THE PROBLEM:
Find each line in the records below that contains the word "sign" and copy those lines in full.

□ □ □ □

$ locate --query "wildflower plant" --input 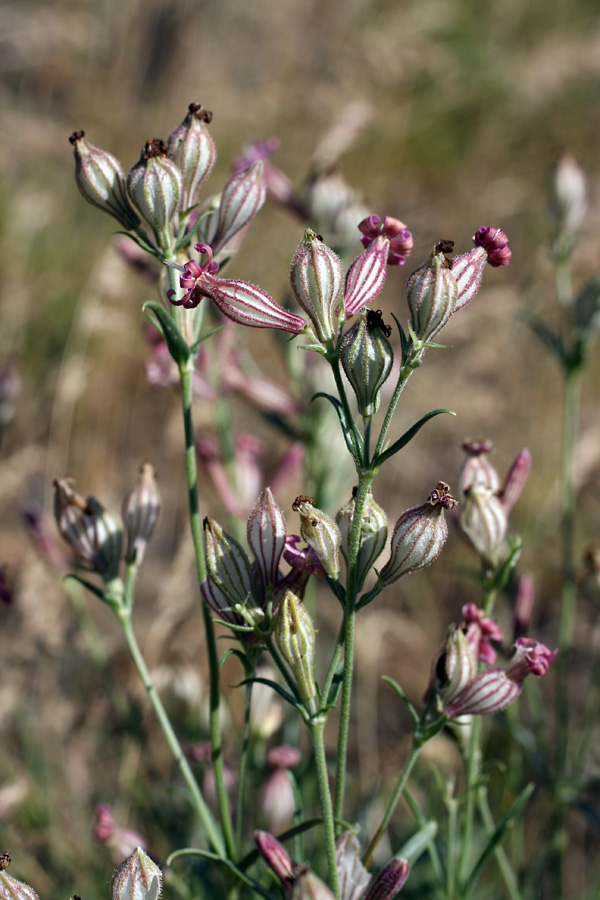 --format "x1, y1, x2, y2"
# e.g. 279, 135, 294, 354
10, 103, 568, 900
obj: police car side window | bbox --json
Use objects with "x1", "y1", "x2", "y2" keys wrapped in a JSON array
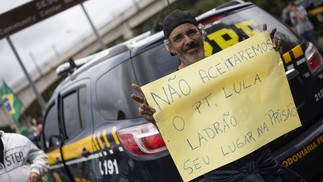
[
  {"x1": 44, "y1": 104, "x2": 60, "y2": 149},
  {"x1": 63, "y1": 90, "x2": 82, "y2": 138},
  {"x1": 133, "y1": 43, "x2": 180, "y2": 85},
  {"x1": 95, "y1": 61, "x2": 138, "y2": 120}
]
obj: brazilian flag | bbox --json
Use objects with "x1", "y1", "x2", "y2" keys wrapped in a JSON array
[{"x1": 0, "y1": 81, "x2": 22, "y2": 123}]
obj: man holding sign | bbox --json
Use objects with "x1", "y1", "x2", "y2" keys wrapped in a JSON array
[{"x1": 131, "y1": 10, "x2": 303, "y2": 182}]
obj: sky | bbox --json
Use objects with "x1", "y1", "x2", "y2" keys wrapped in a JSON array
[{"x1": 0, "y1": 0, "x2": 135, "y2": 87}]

□ □ □ □

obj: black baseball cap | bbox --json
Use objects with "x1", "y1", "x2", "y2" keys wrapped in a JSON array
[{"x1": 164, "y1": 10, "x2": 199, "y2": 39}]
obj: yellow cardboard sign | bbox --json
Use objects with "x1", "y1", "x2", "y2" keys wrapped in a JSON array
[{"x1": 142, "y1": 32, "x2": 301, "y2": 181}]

□ □ □ □

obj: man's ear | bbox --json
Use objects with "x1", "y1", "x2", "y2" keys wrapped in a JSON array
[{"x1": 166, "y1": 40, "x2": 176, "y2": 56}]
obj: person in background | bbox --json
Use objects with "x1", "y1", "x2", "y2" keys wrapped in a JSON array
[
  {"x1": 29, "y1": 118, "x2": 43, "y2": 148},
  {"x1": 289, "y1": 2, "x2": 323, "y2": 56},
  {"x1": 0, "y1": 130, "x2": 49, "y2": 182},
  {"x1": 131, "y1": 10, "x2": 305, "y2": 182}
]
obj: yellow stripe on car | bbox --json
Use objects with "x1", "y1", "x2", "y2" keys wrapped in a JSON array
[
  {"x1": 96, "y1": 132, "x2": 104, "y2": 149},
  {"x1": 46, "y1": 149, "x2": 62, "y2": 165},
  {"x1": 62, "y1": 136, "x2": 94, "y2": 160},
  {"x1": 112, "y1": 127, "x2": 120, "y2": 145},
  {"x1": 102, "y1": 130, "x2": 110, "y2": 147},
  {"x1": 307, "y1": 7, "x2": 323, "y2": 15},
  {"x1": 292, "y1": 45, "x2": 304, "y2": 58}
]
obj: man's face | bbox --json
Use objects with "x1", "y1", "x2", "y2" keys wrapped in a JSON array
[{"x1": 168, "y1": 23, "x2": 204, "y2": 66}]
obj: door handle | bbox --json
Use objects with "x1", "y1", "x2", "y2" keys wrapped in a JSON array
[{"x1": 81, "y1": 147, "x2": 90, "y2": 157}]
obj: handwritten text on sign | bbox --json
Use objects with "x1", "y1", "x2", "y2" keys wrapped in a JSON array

□ □ □ □

TASK RESPONSE:
obj: man holding sign | bbox --json
obj: yellow cardboard sign | bbox --json
obj: handwritten text on sign | bbox --json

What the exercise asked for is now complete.